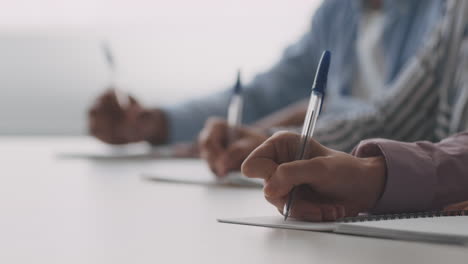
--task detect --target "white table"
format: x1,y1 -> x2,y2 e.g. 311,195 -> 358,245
0,137 -> 466,264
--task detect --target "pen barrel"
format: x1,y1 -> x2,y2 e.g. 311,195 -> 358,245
227,95 -> 243,144
227,95 -> 243,126
284,91 -> 322,219
296,91 -> 323,160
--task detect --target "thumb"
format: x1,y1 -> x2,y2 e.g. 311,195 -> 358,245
242,132 -> 301,180
264,158 -> 329,199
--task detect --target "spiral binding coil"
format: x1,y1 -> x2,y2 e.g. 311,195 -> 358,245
339,210 -> 468,223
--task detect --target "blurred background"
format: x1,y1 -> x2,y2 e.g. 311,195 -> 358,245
0,0 -> 320,135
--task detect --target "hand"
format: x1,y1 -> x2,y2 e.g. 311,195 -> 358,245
241,132 -> 386,222
88,89 -> 168,145
443,201 -> 468,212
198,118 -> 268,177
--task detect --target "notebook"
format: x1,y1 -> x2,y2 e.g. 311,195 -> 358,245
218,211 -> 468,245
141,159 -> 264,188
56,142 -> 171,160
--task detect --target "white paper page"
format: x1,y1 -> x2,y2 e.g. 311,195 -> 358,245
217,216 -> 337,231
336,216 -> 468,244
141,159 -> 263,188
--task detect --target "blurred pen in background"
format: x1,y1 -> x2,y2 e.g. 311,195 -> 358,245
227,70 -> 243,144
101,40 -> 130,109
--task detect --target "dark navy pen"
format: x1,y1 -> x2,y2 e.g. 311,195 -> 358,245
283,51 -> 331,221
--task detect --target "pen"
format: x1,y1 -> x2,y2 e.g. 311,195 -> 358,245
283,50 -> 331,221
101,41 -> 129,109
227,70 -> 243,143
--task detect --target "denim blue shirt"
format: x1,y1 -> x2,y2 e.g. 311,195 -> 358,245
163,0 -> 444,143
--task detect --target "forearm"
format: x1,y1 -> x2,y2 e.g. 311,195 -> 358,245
161,31 -> 318,143
253,99 -> 308,130
161,89 -> 232,143
161,81 -> 310,144
353,132 -> 468,214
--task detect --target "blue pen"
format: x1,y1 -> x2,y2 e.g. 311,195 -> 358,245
283,51 -> 331,221
227,70 -> 243,143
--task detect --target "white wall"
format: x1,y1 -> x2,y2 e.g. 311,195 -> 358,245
0,0 -> 321,135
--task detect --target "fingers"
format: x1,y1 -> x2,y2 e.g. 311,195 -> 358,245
443,200 -> 468,212
88,89 -> 123,139
264,192 -> 287,215
88,89 -> 147,144
263,158 -> 329,199
199,118 -> 270,177
216,138 -> 261,176
335,205 -> 346,219
241,131 -> 330,180
241,132 -> 300,180
199,118 -> 227,154
198,118 -> 228,174
265,193 -> 345,222
290,201 -> 328,222
91,89 -> 123,114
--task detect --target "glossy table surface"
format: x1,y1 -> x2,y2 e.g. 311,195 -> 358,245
0,136 -> 467,264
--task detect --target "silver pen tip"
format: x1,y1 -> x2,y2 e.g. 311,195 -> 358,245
283,204 -> 289,221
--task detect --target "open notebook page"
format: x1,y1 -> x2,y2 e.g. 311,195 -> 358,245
217,216 -> 336,231
336,215 -> 468,245
141,159 -> 263,188
218,215 -> 468,245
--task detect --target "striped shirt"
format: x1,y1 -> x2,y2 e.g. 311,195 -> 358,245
313,0 -> 468,152
348,0 -> 468,213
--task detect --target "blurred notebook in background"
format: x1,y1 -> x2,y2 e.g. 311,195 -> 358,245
141,159 -> 263,188
56,141 -> 196,160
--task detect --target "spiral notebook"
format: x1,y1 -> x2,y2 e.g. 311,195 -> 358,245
218,210 -> 468,245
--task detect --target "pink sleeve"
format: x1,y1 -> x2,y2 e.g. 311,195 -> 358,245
352,132 -> 468,214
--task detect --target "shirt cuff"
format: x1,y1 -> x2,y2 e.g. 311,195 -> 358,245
352,139 -> 437,214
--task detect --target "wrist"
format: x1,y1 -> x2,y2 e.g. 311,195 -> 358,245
360,156 -> 387,210
140,109 -> 169,145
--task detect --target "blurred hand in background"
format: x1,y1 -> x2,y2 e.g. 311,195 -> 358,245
198,118 -> 268,177
88,89 -> 168,145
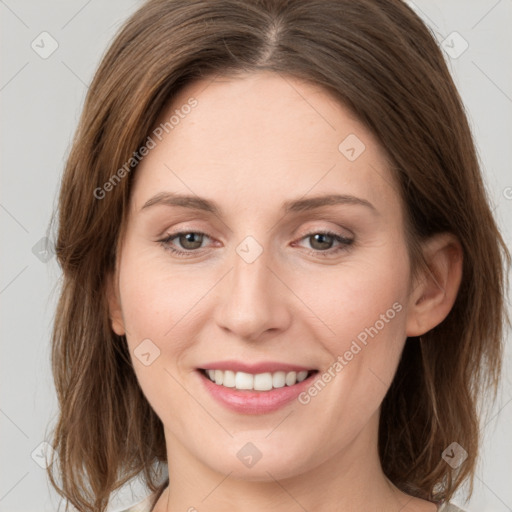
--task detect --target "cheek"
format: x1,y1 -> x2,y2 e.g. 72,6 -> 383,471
117,247 -> 215,405
118,247 -> 198,339
296,249 -> 409,349
292,269 -> 408,447
292,243 -> 410,413
117,255 -> 196,415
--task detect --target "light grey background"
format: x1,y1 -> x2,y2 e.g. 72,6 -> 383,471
1,1 -> 511,511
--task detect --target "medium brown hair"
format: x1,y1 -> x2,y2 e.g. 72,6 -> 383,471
47,0 -> 510,510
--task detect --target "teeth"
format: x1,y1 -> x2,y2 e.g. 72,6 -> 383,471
297,370 -> 308,382
203,369 -> 313,390
285,371 -> 296,386
222,370 -> 236,387
235,371 -> 253,390
254,372 -> 273,391
272,371 -> 286,388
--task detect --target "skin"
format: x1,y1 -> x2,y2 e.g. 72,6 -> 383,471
107,71 -> 463,511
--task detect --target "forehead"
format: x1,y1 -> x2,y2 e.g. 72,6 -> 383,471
131,71 -> 400,218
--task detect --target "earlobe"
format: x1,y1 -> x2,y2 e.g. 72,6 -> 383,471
405,233 -> 463,337
105,272 -> 126,336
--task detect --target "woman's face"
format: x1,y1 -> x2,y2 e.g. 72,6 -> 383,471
109,71 -> 420,481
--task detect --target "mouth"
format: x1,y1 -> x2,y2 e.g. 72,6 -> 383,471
195,366 -> 320,414
198,368 -> 318,391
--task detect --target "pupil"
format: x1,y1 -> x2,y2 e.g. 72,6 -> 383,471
182,233 -> 202,249
312,233 -> 332,250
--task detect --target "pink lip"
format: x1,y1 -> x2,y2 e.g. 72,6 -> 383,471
196,369 -> 319,415
199,360 -> 315,374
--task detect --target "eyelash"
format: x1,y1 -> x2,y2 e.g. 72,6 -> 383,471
157,229 -> 354,258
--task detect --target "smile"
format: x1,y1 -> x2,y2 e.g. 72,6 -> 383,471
196,363 -> 320,414
201,368 -> 314,391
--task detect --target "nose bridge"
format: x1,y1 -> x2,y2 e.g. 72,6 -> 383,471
214,236 -> 290,340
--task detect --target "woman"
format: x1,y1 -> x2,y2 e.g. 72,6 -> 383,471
46,1 -> 510,511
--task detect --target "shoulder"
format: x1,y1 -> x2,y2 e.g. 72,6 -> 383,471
438,502 -> 467,512
117,492 -> 155,512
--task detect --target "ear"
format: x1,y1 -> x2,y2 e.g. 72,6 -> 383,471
105,271 -> 126,336
405,232 -> 463,337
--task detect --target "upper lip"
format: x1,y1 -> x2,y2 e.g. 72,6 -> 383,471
199,360 -> 317,374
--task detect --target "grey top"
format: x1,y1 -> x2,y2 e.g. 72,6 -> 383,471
119,491 -> 155,512
439,504 -> 467,512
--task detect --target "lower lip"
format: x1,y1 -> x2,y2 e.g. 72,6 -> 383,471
197,370 -> 318,415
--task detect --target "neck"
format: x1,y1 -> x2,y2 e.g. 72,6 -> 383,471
153,411 -> 436,512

**INSTRUCTIONS TO FOLLOW:** Take each line above that contains "table" and copy it out.

**OUTPUT FOR THIS EXERCISE:**
--task detect --target "white table"
--task detect --target "glossy table surface"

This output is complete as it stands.